In the records below, find the line containing "Objective — one dot on each instance of the purple"; copy exactly that line and all lines after it to the end, and nothing else.

(Stored items)
----
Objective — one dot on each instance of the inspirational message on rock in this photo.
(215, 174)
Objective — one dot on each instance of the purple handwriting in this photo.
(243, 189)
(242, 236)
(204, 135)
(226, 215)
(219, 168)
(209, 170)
----
▶ _Correct result_
Objective — one dot on each instance of the purple handwriting in this photo.
(243, 189)
(242, 236)
(204, 135)
(226, 215)
(219, 168)
(209, 170)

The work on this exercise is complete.